▶ [Arbeitsanweisungen]
- A) Wiederhole den Leitsatz wörtlich von „2. Voraussetzung für“ bis „fünf Jahren entgilt.“.
- B) Fasse den Leitsatz bitte in zwei Sätzen zusammen.
┌─ Ausgewählter Auszug
Leitsatz
1. Überlässt ein Steuerpflichtiger, der seine Einkünfte aus Land- und Forstwirtschaft durch Einnahme-Überschussrechnung gemäß § 4 Abs. 3 EStG ermittelt, zu seinem Betriebsvermögen gehörende Grundstücke gegen ein vorausgezahltes Entgelt zur Nutzung für die Durchführung naturschutzrechtlicher Ausgleichsmaßnahmen, kann er das Gestattungsentgelt gemäß § 11 Abs. 1 Satz 3 i.V.m. Abs. 2 Satz 3 EStG auf den Vorauszahlungszeitraum verteilen, wenn der Nutzungsüberlassungs- und der Vorauszahlungszeitraum mehr als fünf Jahre betragen.
2. Voraussetzung für die Verteilung der Einnahme ist, dass der Vorauszahlungszeitraum anhand objektiver Umstände – und sei es auch im Wege sachgerechter Schätzung – feststellbar (bestimmbar) ist und einen Nutzungsüberlassungszeitraum von mehr als fünf Jahren entgilt.
└─
┌─ Bereitgestellte Daten
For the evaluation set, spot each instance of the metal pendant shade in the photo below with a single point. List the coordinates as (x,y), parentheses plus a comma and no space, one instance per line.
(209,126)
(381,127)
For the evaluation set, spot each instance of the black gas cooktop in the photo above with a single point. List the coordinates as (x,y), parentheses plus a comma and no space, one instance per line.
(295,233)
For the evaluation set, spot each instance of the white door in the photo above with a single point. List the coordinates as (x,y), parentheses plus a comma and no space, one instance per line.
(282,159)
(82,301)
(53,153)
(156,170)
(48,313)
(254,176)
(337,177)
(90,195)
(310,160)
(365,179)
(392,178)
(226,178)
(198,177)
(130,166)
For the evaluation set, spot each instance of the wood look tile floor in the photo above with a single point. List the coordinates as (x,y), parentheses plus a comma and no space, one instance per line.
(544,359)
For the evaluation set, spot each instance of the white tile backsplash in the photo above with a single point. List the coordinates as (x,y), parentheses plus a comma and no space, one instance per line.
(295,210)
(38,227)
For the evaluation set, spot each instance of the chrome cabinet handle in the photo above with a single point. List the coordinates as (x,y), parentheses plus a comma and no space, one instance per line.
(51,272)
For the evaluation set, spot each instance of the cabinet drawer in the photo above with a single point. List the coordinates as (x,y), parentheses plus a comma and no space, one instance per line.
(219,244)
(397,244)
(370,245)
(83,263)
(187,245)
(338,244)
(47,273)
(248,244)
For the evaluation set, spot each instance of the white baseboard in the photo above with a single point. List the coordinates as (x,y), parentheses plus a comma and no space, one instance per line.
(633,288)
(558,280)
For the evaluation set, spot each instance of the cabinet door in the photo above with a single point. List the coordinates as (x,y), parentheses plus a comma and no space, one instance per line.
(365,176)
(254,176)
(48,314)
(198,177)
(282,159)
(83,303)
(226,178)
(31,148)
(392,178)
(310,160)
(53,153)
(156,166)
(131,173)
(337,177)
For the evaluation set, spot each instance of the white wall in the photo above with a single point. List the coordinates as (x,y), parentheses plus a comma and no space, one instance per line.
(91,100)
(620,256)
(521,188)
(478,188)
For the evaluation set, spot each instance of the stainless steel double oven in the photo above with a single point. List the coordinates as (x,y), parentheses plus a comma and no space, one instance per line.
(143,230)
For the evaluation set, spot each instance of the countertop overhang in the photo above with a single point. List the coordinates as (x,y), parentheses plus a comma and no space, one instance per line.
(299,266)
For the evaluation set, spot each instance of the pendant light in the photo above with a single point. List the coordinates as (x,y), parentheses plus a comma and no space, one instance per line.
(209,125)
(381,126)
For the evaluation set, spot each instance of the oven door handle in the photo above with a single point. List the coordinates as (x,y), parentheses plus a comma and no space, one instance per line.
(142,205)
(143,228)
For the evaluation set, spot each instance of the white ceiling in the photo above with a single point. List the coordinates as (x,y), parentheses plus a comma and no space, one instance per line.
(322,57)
└─
▶ [Lösungen]
- A)
2. Voraussetzung für die Verteilung der Einnahme ist, dass der Vorauszahlungszeitraum anhand objektiver Umstände – und sei es auch im Wege sachgerechter Schätzung – feststellbar (bestimmbar) ist und einen Nutzungsüberlassungszeitraum von mehr als fünf Jahren entgilt.

- B) Ein Steuerpflichtiger, der seine Einkünfte aus Land- und Forstwirtschaft durch Einnahme-Überschussrechnung ermittelt und Betriebsgrundstücke gegen ein vorausgezahltes Entgelt für naturschutzrechtliche Ausgleichsmaßnahmen zur Nutzung überlässt, kann dieses Entgelt auf den Vorauszahlungszeitraum verteilen, wenn Nutzungsüberlassungs- und Vorauszahlungszeitraum mehr als fünf Jahre betragen. Voraussetzung dafür ist, dass der Vorauszahlungszeitraum anhand objektiver Umstände, notfalls durch sachgerechte Schätzung, bestimmbar ist und eine Nutzungsüberlassung von mehr als fünf Jahren entgilt.